Return the tail of the records exactly, starting from the line containing "of the mosque" and ending with the final line.

Provided records:
——————
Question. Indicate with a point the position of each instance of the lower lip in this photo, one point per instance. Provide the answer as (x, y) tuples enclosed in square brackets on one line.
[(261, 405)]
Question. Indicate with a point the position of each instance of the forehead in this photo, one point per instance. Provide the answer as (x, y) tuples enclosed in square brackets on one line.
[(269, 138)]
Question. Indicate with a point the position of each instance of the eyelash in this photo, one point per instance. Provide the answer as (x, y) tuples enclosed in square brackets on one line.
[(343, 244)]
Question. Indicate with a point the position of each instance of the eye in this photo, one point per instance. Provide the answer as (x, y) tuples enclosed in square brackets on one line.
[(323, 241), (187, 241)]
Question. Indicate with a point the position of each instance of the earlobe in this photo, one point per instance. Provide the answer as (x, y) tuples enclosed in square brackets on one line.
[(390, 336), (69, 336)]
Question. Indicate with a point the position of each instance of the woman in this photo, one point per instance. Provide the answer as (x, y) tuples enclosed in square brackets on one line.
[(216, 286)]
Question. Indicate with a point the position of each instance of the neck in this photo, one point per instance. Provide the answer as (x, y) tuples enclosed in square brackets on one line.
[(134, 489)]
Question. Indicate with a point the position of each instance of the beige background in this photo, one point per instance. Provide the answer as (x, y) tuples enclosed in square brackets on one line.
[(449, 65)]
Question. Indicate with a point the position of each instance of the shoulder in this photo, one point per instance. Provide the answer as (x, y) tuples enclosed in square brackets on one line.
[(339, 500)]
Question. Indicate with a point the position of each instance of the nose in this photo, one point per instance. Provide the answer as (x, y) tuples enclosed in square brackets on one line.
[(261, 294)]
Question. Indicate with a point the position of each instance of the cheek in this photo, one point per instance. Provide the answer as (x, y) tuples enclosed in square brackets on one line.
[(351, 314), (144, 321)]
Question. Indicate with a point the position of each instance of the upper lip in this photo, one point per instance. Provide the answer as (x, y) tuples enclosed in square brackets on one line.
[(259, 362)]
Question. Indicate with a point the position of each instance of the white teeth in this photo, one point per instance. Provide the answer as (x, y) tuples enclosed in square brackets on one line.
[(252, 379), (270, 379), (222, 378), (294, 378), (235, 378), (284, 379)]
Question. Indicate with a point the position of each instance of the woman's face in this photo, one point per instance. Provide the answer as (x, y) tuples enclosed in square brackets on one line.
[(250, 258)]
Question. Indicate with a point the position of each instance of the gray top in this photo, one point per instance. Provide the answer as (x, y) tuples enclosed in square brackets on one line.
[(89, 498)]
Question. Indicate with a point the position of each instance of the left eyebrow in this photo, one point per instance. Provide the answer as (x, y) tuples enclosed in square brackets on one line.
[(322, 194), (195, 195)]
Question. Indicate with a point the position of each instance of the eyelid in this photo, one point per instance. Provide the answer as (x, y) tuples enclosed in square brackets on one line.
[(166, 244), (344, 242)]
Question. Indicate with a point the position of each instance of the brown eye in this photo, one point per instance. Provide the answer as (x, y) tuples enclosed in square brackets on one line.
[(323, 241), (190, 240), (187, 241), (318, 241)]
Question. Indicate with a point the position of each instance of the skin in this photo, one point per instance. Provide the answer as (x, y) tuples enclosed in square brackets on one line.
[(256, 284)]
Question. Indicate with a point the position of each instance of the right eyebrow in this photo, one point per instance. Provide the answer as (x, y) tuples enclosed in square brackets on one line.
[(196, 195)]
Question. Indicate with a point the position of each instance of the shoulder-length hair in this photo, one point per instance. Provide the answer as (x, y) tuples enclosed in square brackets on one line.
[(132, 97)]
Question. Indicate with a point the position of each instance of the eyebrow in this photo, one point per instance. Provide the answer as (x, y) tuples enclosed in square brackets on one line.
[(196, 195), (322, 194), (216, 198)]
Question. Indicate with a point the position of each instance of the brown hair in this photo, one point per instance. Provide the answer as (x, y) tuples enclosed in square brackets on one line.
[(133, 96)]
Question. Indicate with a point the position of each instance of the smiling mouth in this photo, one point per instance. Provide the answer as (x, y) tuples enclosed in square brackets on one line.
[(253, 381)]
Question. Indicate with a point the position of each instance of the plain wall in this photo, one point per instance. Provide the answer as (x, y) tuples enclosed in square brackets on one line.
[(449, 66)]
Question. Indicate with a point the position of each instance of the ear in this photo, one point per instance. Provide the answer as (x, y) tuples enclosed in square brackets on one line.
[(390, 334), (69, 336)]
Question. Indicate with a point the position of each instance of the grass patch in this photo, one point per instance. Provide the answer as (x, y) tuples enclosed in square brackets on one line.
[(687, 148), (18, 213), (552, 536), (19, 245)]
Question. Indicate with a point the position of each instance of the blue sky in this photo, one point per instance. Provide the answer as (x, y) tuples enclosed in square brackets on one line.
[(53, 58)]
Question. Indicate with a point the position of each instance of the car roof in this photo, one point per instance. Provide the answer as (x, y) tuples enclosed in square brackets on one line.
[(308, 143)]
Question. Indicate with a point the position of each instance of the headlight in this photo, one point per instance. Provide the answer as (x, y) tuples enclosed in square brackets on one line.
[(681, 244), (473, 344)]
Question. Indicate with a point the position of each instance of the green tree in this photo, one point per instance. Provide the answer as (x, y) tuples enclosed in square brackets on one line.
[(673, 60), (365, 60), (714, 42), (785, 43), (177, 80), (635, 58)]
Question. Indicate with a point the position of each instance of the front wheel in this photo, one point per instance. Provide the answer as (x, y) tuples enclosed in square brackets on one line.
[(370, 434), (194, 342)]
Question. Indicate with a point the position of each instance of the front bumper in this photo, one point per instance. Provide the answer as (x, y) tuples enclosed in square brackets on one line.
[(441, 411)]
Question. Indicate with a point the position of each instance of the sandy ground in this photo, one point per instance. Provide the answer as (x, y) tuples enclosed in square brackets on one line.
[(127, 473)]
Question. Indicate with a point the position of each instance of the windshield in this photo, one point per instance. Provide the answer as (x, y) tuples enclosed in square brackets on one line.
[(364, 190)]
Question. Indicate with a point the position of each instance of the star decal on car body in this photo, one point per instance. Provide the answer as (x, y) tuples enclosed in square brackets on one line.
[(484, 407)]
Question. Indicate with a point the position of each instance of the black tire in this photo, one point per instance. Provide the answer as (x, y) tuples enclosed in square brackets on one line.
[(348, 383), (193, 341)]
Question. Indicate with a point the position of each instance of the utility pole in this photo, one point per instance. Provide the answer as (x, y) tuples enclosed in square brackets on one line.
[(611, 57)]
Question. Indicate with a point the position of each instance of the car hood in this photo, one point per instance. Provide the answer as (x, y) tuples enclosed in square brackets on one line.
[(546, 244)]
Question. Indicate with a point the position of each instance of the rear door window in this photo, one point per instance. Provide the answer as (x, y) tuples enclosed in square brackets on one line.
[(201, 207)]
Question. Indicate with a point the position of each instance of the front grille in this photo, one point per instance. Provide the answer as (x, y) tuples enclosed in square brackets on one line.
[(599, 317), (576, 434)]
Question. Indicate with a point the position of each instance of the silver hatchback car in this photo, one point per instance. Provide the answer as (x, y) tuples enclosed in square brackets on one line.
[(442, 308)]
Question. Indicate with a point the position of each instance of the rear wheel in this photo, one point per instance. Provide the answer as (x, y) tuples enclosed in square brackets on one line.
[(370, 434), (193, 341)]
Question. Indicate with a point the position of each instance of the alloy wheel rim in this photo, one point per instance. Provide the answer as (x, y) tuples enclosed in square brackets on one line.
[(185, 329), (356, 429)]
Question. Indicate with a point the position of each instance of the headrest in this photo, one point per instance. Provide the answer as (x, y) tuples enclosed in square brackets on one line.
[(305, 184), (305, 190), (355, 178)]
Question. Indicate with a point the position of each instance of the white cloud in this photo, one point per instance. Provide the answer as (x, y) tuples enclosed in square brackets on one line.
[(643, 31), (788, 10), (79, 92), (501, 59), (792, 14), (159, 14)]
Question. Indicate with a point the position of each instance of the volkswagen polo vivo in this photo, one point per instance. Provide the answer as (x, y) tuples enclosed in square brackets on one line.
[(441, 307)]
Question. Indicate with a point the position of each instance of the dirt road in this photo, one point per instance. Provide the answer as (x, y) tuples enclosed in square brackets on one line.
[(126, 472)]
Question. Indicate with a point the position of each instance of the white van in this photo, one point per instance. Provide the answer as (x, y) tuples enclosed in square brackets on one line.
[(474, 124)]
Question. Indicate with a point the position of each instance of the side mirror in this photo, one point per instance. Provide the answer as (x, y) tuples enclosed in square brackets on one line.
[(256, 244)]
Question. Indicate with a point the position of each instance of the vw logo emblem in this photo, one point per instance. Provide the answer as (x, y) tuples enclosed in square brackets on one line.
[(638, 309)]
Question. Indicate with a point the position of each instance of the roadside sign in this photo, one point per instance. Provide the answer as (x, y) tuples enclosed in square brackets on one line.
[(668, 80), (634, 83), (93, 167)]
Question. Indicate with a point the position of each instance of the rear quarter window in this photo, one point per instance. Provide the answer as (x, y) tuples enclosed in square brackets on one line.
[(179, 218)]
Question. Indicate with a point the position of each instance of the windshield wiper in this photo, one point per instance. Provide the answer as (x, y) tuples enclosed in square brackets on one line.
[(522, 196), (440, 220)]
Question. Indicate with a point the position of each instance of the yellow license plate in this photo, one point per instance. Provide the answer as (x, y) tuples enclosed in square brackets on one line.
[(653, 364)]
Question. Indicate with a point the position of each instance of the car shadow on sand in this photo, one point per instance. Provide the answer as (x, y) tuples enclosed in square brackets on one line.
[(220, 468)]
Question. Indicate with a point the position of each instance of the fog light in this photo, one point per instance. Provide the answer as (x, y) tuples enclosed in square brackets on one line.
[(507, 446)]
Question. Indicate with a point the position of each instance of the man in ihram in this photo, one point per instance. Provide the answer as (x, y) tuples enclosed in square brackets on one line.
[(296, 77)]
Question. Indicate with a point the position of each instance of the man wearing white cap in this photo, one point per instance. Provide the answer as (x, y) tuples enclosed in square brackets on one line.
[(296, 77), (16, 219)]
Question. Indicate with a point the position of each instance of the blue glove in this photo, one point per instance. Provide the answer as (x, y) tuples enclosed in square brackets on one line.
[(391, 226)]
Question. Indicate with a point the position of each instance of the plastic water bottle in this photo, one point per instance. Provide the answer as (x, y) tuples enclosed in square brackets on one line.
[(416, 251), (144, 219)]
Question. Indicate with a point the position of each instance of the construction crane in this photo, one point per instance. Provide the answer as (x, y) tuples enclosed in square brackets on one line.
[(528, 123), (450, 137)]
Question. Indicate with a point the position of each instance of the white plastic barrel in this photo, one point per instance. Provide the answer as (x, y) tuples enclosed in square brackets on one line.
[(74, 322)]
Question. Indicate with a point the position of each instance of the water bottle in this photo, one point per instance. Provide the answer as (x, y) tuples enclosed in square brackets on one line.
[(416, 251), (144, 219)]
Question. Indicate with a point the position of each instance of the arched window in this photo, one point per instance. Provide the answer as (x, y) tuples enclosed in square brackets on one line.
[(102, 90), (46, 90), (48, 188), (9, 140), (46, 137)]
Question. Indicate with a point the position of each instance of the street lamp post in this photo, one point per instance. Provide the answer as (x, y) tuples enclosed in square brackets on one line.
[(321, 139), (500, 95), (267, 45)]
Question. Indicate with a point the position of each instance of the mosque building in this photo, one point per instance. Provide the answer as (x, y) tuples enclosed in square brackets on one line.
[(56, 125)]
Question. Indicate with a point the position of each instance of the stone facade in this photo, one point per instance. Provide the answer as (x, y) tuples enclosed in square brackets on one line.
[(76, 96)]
——————
Task solution:
Question. Indicate with a point the position of each instance of the mosque building in this photo, one point per instance. Provide the answer as (x, y) tuples enclosed in square brackets on one line.
[(56, 125)]
Question. Indicate with a point the position of each instance of the stone facade in this photo, one point per instance. Provide the answer as (x, y) tuples enclosed in square brackets on one line.
[(76, 96)]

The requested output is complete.